• TEXTE PRÉSENTÉ:
━━━━━━

LE KOMMANDO HARZUNGEN
Jacques Bernardeau (Extrait du Mémorial)

Autres appellations : ANNA, B 3
Localisation : à 10 km au nord de NORDHAUSEN, à quelques km de Dora. Ouverture :Avril 1944
Évacuation : 04/04/1945 vers Bergen-Belsen, Magdeburg ou la Tchécoslovaquie
Effectifs : environ 4.000
Activités : Travaux de creusement (chantier B 3)
Venant de Niedersachswerfen, le camp est situé à l’entrée du village, devant l’école. Il semble d’abord avoir été destiné aux civils allemands de Mittelwerk, avant d’être affecté, en mars, aux détenus travaillant au chantier du B3.
Sa construction commence début 1944 et se termine en juin. Une triple clôture électrifiée remplace les simples barbelés.
Les premiers Déportés viennent de Buchenwald, et sont suivis par ceux qui ont achevé la construction du camp de Dora.
Lors de l’autonomie de Dora, le 1er novembre, les détenus, au nombre de 4009, sont Français, Belges, Russes et Polonais.
Le 3 avril, le camp comprend 3 blocks, puis il s’agrandit à 14 blocks dont 10 pour le logement des détenus. Le Revier occupe les 2 blocks de l’angle sud-ouest du camp.
Les blocks 1 et 2 hébergent les détenus qui travaillent aux cuisines ; les 5, 6 et 10 ceux qui travaillent à Dora, et les 4, 7, 8 et 9 ceux qui travaillent au B3.
Chaque block a 3 étages de châlits recouverts de copeaux de bois.
Les appels durent généralement 1 heure, parfois 2 ou 3 heures.

Au retour du travail, couverts de poussières, les détenus se lavent à l’eau froide des lavabos, par équipes de 2, car les Russes volent leurs effets. Cette séance est suivie selon l’humeur du kapo, de la visite des poux, d’un rassemblement dans la cour, ou du garde-à-vous dans les blocks.
Le rasage des cheveux est mensuel.
Des matches de boxe ont lieu de temps en temps le dimanche.
Les détenus reçoivent un litre de soupe par jour, avec une boule de pain, de la margarine et une rondelle de saucisson parfois remplacée par une cuillère d’ersatz de “confiture”.
Ils ont un bout de viande le samedi, et de fromage le mercredi ; de temps en temps des pommes de terre.

━━━━━━

• ENTRÉES FOURNIES:
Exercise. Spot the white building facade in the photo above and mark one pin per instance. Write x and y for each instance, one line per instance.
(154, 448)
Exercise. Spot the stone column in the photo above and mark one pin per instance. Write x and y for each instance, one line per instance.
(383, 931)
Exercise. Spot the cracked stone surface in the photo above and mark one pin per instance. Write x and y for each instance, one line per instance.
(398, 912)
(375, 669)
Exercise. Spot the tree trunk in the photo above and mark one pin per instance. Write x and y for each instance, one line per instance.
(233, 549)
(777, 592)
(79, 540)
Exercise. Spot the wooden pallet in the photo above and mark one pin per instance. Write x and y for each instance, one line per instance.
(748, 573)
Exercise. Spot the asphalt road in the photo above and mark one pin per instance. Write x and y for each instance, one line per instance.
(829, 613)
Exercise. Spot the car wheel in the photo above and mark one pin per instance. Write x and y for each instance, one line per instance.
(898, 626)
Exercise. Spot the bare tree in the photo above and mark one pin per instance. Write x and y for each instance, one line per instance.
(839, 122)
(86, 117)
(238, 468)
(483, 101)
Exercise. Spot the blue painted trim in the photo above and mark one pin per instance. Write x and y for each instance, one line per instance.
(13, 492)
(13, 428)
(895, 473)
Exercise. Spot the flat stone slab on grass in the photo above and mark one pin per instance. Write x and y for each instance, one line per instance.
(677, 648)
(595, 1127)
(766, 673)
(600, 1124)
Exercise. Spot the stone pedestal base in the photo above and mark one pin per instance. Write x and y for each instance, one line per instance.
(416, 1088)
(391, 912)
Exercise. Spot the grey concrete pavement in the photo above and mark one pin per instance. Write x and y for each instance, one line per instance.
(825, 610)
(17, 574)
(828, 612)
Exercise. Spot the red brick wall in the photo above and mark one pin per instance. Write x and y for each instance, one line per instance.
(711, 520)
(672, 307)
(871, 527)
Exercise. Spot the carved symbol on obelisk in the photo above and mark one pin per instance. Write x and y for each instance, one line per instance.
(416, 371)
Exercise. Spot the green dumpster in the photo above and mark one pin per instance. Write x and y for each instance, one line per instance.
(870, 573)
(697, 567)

━━━━━━

• EXERCICES:
(a) Recopiez mot pour mot le passage du texte sur le Kommando Harzungen qui commence à « Lors de l’autonomie » et se termine à « sud-ouest du camp. ».
(b) Mettez à jour les enregistrements, de la ligne contenant « Exercise. Spot the car wheel » jusqu'à la dernière ligne des enregistrements incluse, en remplaçant « pin » par « marker » sans rien changer d'autre. Ne donnez que ces lignes.
Le texte et les enregistrements n'ont aucun lien entre eux.

• RÉPONSES ATTENDUES:
(a)
Lors de l’autonomie de Dora, le 1er novembre, les détenus, au nombre de 4009, sont Français, Belges, Russes et Polonais.
Le 3 avril, le camp comprend 3 blocks, puis il s’agrandit à 14 blocks dont 10 pour le logement des détenus. Le Revier occupe les 2 blocks de l’angle sud-ouest du camp.

(b)
Exercise. Spot the car wheel in the photo above and mark one marker per instance. Write x and y for each instance, one line per instance.
(898, 626)
Exercise. Spot the bare tree in the photo above and mark one marker per instance. Write x and y for each instance, one line per instance.
(839, 122)
(86, 117)
(238, 468)
(483, 101)
Exercise. Spot the blue painted trim in the photo above and mark one marker per instance. Write x and y for each instance, one line per instance.
(13, 492)
(13, 428)
(895, 473)
Exercise. Spot the flat stone slab on grass in the photo above and mark one marker per instance. Write x and y for each instance, one line per instance.
(677, 648)
(595, 1127)
(766, 673)
(600, 1124)
Exercise. Spot the stone pedestal base in the photo above and mark one marker per instance. Write x and y for each instance, one line per instance.
(416, 1088)
(391, 912)
Exercise. Spot the grey concrete pavement in the photo above and mark one marker per instance. Write x and y for each instance, one line per instance.
(825, 610)
(17, 574)
(828, 612)
Exercise. Spot the red brick wall in the photo above and mark one marker per instance. Write x and y for each instance, one line per instance.
(711, 520)
(672, 307)
(871, 527)
Exercise. Spot the carved symbol on obelisk in the photo above and mark one marker per instance. Write x and y for each instance, one line per instance.
(416, 371)
Exercise. Spot the green dumpster in the photo above and mark one marker per instance. Write x and y for each instance, one line per instance.
(870, 573)
(697, 567)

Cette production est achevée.